Can you put the lines from the line with "the woman's left" to the line with "column 276, row 32" into a Markdown table with two columns, Row and Line, numbering each line and leaving out any blank ones?

++++ Data supplied

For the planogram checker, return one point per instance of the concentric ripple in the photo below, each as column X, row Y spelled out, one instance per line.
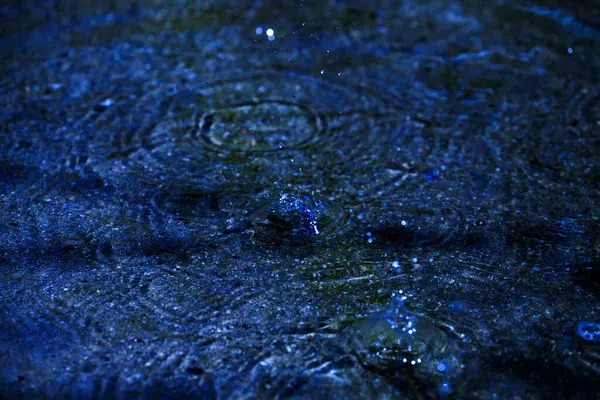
column 257, row 113
column 260, row 126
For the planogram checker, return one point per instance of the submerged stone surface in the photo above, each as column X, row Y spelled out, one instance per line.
column 253, row 199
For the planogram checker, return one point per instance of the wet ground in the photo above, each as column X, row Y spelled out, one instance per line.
column 343, row 199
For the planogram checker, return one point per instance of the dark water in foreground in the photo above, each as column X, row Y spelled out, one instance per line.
column 382, row 199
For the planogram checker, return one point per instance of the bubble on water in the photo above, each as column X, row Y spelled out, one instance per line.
column 295, row 219
column 589, row 331
column 396, row 339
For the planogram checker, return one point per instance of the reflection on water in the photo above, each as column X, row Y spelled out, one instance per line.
column 239, row 199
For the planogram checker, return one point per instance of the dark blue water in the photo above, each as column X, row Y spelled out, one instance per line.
column 299, row 199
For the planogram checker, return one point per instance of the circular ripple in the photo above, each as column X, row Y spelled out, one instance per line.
column 261, row 126
column 256, row 113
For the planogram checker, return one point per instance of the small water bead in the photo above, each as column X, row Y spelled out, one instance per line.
column 295, row 219
column 589, row 331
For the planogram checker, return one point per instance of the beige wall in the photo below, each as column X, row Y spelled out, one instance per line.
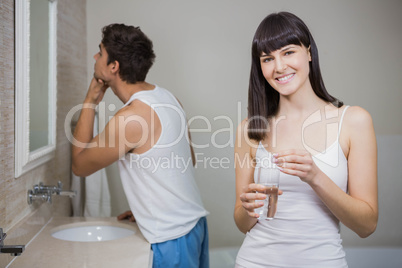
column 203, row 57
column 71, row 84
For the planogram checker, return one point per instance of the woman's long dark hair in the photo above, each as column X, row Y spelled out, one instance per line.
column 274, row 32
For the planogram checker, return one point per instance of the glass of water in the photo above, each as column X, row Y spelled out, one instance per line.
column 268, row 176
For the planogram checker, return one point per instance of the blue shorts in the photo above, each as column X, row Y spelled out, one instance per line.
column 188, row 251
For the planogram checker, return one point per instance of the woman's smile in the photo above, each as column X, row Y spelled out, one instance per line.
column 283, row 79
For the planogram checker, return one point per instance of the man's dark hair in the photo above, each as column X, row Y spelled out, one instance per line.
column 131, row 48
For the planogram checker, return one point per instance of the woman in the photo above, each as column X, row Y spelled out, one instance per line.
column 326, row 152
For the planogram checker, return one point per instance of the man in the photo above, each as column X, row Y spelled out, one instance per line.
column 148, row 137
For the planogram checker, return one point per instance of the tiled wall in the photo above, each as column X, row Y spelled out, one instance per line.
column 71, row 89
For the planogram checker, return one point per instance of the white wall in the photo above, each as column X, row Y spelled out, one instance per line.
column 203, row 57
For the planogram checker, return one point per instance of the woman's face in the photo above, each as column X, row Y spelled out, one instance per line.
column 287, row 68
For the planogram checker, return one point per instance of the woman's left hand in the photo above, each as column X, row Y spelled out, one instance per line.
column 298, row 163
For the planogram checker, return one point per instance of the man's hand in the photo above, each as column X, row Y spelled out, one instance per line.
column 128, row 215
column 96, row 91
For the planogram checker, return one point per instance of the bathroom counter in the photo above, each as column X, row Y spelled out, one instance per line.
column 46, row 251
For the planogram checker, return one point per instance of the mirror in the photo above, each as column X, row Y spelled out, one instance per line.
column 35, row 83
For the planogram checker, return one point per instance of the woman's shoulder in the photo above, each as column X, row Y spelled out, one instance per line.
column 357, row 116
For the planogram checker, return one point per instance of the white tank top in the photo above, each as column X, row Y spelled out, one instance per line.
column 304, row 232
column 159, row 184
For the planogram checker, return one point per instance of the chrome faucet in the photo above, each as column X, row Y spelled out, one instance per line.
column 45, row 192
column 14, row 250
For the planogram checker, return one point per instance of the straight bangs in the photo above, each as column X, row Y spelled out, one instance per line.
column 276, row 32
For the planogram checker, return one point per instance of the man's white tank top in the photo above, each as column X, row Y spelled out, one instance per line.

++++++++

> **Solved exercise**
| Row | Line |
|---|---|
| 1 | For the planogram checker, return one point per instance of the woman's left hand in the photo above, each as column X, row Y spelled out, one instance per line. |
| 2 | column 298, row 163 |
| 3 | For the planogram checker, return one point per instance of the man's hand in the photo above, each as column X, row Y spelled out, one instance per line. |
| 4 | column 128, row 215 |
| 5 | column 96, row 91 |
| 6 | For the planogram checker, return one point per instance of the bathroom counter in the photo above, each as column X, row Y spelled out, one instance per line. |
| 7 | column 46, row 251 |
| 8 | For the planogram checker, return one point per instance of the mirror in the photo above, each as column X, row Y spelled out, one instance per line. |
| 9 | column 35, row 83 |
| 10 | For the planogram checker, return one point per instance of the woman's shoulder in the photo above, each as column X, row Y spelled out, one instance per line. |
| 11 | column 357, row 116 |
| 12 | For the planogram checker, return one point per instance of the white tank top in the photo above, each as column X, row Y spelled out, one instance per line. |
| 13 | column 304, row 232 |
| 14 | column 159, row 184 |
| 15 | For the planogram checker, return one point per instance of the chrome faucet in the photo above, each as column X, row Y spelled out, one instance per line. |
| 16 | column 45, row 192 |
| 17 | column 14, row 250 |
| 18 | For the planogram checker, return one point per instance of the straight bangs in the photo above, each as column X, row Y spelled out, one instance per line. |
| 19 | column 276, row 32 |